**Action item**
Every line of the records below from the line with "Target: vertical stabilizer" up to and including the line with "Target: concrete walkway" must be reproduced exactly, and no line outside that range.

Start of Dataset excerpts

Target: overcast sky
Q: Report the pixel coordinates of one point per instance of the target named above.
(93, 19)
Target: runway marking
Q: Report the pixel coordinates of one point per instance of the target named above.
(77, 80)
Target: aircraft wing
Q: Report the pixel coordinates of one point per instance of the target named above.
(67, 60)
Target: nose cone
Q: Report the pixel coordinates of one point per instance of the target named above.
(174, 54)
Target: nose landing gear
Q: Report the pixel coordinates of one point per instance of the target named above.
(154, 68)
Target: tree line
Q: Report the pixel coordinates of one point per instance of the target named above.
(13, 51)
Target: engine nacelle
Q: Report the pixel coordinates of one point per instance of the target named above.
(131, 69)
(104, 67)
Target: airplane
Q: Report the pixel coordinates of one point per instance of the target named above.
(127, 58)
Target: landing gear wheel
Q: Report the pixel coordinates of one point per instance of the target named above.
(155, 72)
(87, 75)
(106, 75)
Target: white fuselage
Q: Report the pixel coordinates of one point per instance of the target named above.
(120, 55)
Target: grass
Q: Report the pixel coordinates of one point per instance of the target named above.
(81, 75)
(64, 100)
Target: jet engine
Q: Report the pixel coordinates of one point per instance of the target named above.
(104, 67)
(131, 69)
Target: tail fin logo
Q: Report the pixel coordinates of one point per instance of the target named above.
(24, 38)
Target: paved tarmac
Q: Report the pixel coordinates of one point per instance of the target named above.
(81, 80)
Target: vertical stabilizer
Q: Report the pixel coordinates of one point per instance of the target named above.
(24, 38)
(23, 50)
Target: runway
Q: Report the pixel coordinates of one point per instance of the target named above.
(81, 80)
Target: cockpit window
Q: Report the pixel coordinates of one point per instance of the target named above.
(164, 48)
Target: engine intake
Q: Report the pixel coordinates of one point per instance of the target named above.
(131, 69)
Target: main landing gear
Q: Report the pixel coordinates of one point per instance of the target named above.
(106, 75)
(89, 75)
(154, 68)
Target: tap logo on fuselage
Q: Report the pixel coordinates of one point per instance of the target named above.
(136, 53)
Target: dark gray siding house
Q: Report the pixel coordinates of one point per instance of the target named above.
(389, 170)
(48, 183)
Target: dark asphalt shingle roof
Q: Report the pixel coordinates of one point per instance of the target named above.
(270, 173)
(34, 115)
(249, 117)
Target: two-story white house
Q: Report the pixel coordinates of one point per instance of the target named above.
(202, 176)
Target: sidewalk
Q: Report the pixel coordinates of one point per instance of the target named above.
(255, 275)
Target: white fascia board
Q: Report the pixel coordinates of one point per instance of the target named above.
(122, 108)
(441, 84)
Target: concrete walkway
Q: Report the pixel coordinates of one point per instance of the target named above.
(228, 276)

End of Dataset excerpts

**Answer to the exercise**
Target: vertical stabilizer
Q: Report the pixel coordinates of one point per instance of the target named above.
(24, 38)
(23, 50)
Target: runway
Q: Report the pixel coordinates of one point per instance of the target named above.
(81, 80)
Target: cockpit window
Q: Report the pixel coordinates of one point per instance of the target named above.
(164, 48)
Target: engine intake
Q: Report the pixel coordinates of one point per instance of the target named above.
(131, 69)
Target: main landing gear
Q: Report the pixel coordinates of one point per instance of the target named above.
(106, 75)
(89, 75)
(154, 68)
Target: tap logo on fuselage
Q: Report the pixel coordinates of one point per instance of the target named above.
(136, 53)
Target: dark gray siding house
Q: Report the pixel coordinates of one point per instance of the target named above.
(389, 170)
(48, 183)
Target: dark asphalt shingle roof
Q: Report the pixel coordinates of one point per instance of the target named above.
(270, 173)
(34, 115)
(249, 117)
Target: two-story white house
Q: Report the pixel coordinates of one point per instance of the target named above.
(202, 176)
Target: sidewalk
Q: Report the pixel coordinates of one point per instance of the target named above.
(255, 275)
Target: white fascia board
Q: Report the pixel coordinates of one point per instance of the target named above.
(122, 108)
(441, 84)
Target: concrete walkway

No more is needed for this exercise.